Problem requirements >> Print the line that contains "Return the bounding" and every line after it through the last line of the records below, exactly as written and nothing else.

(Spatial localization data)
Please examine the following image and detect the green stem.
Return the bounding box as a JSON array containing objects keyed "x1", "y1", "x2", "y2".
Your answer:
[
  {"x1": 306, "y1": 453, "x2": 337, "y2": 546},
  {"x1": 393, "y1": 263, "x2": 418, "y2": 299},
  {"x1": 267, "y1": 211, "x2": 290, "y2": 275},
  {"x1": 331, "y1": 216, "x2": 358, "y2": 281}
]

Answer to this task >>
Return the bounding box as a JSON array containing objects keyed "x1", "y1", "x2", "y2".
Your answer:
[
  {"x1": 306, "y1": 453, "x2": 337, "y2": 546},
  {"x1": 393, "y1": 263, "x2": 418, "y2": 299},
  {"x1": 267, "y1": 211, "x2": 290, "y2": 275},
  {"x1": 331, "y1": 216, "x2": 358, "y2": 281}
]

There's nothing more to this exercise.